── ENTRIES SHOWN

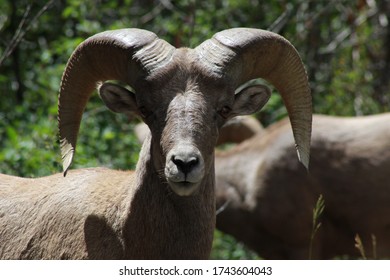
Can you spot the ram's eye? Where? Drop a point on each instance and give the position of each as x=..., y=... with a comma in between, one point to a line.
x=144, y=112
x=225, y=111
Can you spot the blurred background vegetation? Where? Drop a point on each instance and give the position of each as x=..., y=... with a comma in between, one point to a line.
x=345, y=45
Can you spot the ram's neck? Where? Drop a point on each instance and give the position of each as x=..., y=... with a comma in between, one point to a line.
x=163, y=225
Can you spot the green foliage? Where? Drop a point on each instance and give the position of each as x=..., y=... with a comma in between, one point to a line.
x=225, y=247
x=342, y=43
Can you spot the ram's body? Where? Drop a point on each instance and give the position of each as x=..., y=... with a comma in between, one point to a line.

────

→ ACTIVITY: The entries above are to be returned exactly, without their pictures.

→ RESPONSE AREA:
Can you spot the ram's eye? Where? Drop a point on each instance and give the position of each as x=..., y=... with a comma in between, one point to a line.
x=144, y=112
x=225, y=111
Can you spot the blurred background vegetation? Where? Drop a point on each instance and give the position of each as x=..., y=... with a comma in between, one point to a line.
x=345, y=45
Can you spot the ram's neck? Where? Drop a point on each instance and give the position of each as x=..., y=... with a comma in between, one point to a line.
x=163, y=225
Can you spot the green foliage? Where? Drop a point on each instance and give the position of each as x=..., y=... with a comma in between, one point to a line.
x=225, y=247
x=342, y=43
Can you spot the ram's body? Where? Drop a point on each instance and give the position of each as x=..., y=... with a comma in between, one point to a line.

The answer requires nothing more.